*题目*
列表中哪几行含有单词“before”？请找出这些行并逐行完整抄下。
━━━
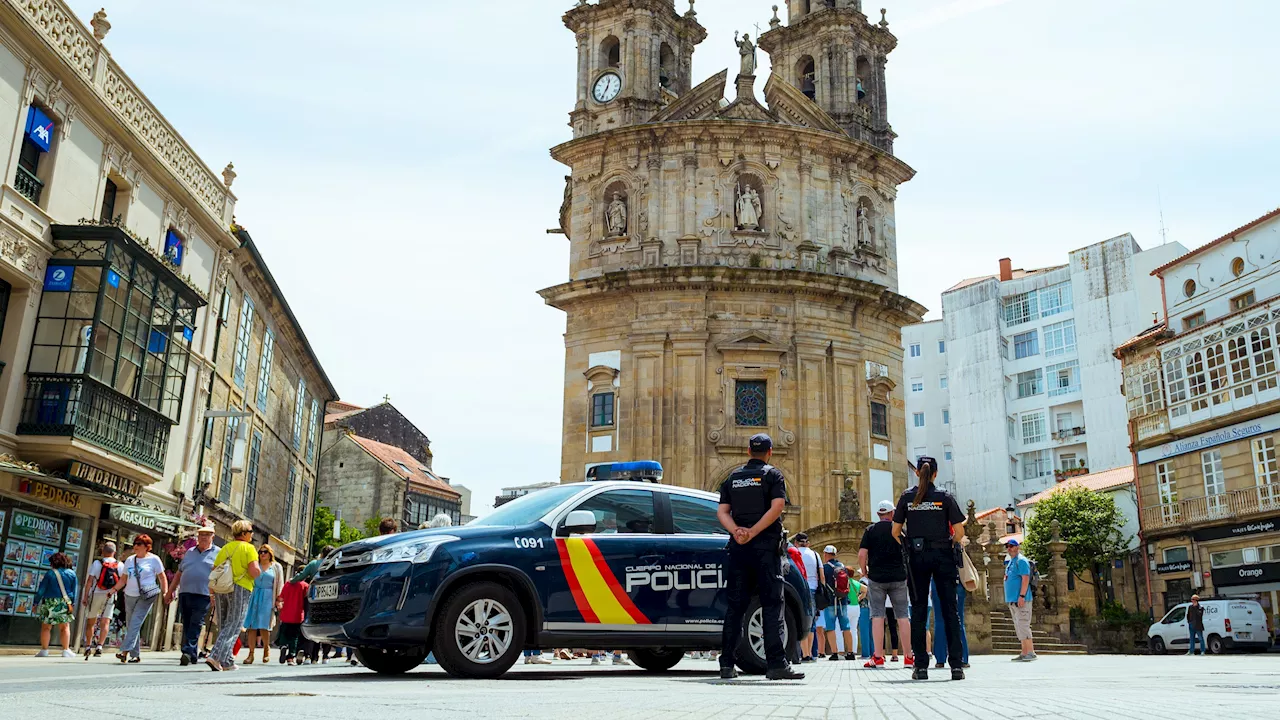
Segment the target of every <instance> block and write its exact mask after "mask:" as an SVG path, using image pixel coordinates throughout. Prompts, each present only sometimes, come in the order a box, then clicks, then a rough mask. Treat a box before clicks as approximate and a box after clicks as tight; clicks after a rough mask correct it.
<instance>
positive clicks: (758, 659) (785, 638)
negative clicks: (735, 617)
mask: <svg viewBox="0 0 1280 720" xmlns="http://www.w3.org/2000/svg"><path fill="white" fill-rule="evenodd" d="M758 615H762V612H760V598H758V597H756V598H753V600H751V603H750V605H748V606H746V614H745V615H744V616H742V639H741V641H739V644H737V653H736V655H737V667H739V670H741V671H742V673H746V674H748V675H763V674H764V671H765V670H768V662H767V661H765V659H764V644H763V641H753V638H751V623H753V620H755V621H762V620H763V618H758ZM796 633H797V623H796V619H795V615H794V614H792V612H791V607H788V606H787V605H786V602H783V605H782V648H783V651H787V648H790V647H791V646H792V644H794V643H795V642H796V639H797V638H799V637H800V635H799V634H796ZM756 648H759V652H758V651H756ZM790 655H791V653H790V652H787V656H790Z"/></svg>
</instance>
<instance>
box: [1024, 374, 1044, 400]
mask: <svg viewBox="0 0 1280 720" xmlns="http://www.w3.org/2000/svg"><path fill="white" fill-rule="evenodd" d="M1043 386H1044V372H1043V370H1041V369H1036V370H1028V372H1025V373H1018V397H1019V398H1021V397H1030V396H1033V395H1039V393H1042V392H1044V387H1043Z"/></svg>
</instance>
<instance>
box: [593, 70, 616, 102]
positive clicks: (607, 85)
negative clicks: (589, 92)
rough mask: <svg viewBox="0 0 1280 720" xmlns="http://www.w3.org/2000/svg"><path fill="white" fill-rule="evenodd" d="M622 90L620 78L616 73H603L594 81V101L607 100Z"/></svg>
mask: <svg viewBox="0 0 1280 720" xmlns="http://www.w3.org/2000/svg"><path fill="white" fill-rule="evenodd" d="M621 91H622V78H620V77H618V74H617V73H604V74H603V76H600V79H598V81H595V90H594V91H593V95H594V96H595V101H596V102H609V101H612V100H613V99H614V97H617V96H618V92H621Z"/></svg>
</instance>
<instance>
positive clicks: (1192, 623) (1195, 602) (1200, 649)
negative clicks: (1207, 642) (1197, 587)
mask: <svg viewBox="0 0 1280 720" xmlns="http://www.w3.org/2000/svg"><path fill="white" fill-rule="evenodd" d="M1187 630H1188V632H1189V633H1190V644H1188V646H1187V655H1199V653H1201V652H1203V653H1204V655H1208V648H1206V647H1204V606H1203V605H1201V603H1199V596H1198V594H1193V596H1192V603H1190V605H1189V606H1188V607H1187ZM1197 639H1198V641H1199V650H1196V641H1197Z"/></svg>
━━━
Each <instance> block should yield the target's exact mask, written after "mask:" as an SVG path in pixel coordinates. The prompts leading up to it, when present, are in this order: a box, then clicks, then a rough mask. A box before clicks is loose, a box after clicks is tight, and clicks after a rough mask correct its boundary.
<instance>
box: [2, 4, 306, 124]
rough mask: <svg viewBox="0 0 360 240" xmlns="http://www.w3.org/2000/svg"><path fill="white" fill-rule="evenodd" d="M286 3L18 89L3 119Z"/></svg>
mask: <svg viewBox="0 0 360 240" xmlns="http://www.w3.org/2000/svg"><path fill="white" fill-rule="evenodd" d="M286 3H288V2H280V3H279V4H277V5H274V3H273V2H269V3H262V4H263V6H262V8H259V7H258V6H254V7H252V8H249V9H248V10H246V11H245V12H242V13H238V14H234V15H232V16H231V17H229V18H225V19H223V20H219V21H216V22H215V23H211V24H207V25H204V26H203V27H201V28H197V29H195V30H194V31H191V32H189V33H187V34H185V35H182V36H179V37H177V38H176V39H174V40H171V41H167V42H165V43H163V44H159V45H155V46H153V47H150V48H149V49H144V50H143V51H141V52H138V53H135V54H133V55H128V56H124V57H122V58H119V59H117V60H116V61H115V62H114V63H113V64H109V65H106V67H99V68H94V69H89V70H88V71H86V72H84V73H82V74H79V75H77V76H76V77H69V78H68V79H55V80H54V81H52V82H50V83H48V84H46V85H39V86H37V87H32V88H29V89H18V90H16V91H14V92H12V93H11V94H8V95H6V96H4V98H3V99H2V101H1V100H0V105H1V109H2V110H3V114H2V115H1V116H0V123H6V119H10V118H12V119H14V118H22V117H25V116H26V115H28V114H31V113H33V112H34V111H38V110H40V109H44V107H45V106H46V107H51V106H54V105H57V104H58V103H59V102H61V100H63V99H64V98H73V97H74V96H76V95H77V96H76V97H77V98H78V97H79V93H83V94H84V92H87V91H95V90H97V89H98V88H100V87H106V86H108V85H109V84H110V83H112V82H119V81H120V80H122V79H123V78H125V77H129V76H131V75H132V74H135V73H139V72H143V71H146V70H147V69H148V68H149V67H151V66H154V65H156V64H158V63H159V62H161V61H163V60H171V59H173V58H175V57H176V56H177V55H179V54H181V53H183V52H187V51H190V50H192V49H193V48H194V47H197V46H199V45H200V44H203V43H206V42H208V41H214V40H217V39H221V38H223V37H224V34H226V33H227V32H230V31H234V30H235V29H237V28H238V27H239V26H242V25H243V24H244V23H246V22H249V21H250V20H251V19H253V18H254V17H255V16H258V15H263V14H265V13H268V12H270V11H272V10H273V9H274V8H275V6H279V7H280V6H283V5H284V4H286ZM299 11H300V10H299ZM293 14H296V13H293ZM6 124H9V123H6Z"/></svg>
━━━
*回答*
Segment the target of every <instance> block and write its exact mask after "mask:" as an SVG path, using image pixel coordinates throughout. Prompts, each present only sometimes, come in the order a box, then clicks, then a rough mask. Treat a box before clicks as approximate and a box after clicks as tight; clicks after a rough mask correct it.
Each <instance> block should yield the target's exact mask, written after "mask:" as an SVG path in pixel coordinates. The prompts leading up to it, when present, are in this order: a box, then clicks, then a rough mask. A box before clicks is loose, a box after clicks is tight, and clicks after a rough mask correct its boundary.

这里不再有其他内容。